## WHAT THE TASK REQUIRES
Would you copy out only the lines from the one with "of the balcony" to the end of the records, exactly as they stand?

## RECORDS TO PROCESS
[Start of Attachment]
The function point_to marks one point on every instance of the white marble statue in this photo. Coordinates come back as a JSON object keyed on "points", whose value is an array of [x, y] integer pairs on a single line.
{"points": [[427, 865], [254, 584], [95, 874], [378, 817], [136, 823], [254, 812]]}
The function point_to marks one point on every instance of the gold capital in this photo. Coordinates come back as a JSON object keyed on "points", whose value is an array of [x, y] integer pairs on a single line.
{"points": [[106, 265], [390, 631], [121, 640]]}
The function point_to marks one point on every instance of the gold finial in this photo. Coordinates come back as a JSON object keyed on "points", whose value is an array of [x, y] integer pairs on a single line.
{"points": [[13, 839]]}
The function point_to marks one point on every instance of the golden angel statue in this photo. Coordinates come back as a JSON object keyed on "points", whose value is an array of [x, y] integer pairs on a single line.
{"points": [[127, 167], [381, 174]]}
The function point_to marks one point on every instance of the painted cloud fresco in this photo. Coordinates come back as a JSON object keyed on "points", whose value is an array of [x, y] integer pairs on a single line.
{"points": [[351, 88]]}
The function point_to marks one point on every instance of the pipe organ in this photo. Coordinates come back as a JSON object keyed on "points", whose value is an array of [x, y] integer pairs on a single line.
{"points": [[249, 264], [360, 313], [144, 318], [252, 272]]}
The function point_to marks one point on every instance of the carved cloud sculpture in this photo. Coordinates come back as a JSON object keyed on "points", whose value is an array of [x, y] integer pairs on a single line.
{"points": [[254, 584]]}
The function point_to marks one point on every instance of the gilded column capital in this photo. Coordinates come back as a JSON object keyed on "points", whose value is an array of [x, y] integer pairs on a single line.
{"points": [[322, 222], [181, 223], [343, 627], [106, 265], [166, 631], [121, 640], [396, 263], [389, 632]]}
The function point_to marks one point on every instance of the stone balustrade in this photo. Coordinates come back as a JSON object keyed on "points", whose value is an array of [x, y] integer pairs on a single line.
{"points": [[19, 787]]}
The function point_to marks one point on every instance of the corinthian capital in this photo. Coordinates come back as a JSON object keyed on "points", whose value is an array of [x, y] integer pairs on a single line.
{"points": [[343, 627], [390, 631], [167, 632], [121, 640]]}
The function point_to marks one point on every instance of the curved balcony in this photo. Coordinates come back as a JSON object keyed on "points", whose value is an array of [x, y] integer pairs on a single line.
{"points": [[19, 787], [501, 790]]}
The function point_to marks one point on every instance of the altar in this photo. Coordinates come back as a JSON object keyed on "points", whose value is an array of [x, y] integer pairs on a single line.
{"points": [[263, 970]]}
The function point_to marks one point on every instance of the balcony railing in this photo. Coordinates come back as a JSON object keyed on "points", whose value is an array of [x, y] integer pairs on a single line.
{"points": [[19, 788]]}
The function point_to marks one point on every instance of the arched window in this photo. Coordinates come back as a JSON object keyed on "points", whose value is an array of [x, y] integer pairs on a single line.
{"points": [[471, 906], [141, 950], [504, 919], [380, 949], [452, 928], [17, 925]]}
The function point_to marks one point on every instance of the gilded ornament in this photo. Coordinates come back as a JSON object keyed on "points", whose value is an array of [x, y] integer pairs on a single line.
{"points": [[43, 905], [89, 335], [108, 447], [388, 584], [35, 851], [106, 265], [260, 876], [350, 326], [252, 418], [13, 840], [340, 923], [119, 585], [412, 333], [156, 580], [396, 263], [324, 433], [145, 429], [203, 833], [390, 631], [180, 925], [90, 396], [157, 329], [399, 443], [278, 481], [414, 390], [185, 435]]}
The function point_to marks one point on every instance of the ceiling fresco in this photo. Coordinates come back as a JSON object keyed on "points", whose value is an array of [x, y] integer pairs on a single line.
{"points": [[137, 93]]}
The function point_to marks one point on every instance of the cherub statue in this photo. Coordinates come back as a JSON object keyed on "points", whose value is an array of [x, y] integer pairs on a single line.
[End of Attachment]
## ANSWER SECTION
The function point_to marks one point on every instance of the balcony railing in this photo. Coordinates come back as a JSON object keyed on "points", whose value is an array of [x, y] integer pairs on a single line.
{"points": [[19, 788]]}
The function point_to marks one point on every instance of the arched window in this photo. Coordinates come back as a JSON object keyed on "points", whose value is an array of [x, y] integer pairs on a single line.
{"points": [[471, 906], [141, 950], [504, 919], [380, 949], [452, 928], [17, 925]]}
The function point_to marks one point on every instance of the gilded ornament in this photo. Coordinates come back as a JSON object keyed on "points", whose value is an array of [x, y] integer pairs on a single line.
{"points": [[43, 905], [89, 335], [108, 447], [388, 584], [35, 851], [106, 265], [260, 876], [350, 326], [252, 418], [13, 840], [340, 923], [119, 585], [412, 333], [156, 580], [396, 263], [324, 433], [145, 429], [203, 833], [390, 631], [180, 925], [90, 396], [157, 329], [399, 443], [278, 481], [414, 390], [185, 435]]}
The function point_to marks one point on every instance of the ceiling fresco in this photo. Coordinates come back as a JSON object keyed on "points", whose value is an array of [x, y] integer pairs on a single line.
{"points": [[137, 93]]}
The function point_to marks one point on every instance of the cherub statue in this photo. Coordinates come back as a JSON object keyed on "points", whose value is an array of [x, y] integer pairs on a single line.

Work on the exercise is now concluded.